* [PROBLEM DESCRIPTION] Each record below is to be reproduced without any change.

* [EXERCISE INPUTS]

====================

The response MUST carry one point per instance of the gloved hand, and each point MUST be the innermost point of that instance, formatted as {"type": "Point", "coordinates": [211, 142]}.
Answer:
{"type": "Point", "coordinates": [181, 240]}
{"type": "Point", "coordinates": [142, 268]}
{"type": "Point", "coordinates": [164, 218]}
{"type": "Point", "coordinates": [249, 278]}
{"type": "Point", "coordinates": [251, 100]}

====================

* [EXERCISE ANSWER]
The response MUST carry one point per instance of the gloved hand, and each point MUST be the innermost point of that instance, formatted as {"type": "Point", "coordinates": [211, 142]}.
Answer:
{"type": "Point", "coordinates": [181, 240]}
{"type": "Point", "coordinates": [142, 268]}
{"type": "Point", "coordinates": [164, 218]}
{"type": "Point", "coordinates": [249, 278]}
{"type": "Point", "coordinates": [251, 100]}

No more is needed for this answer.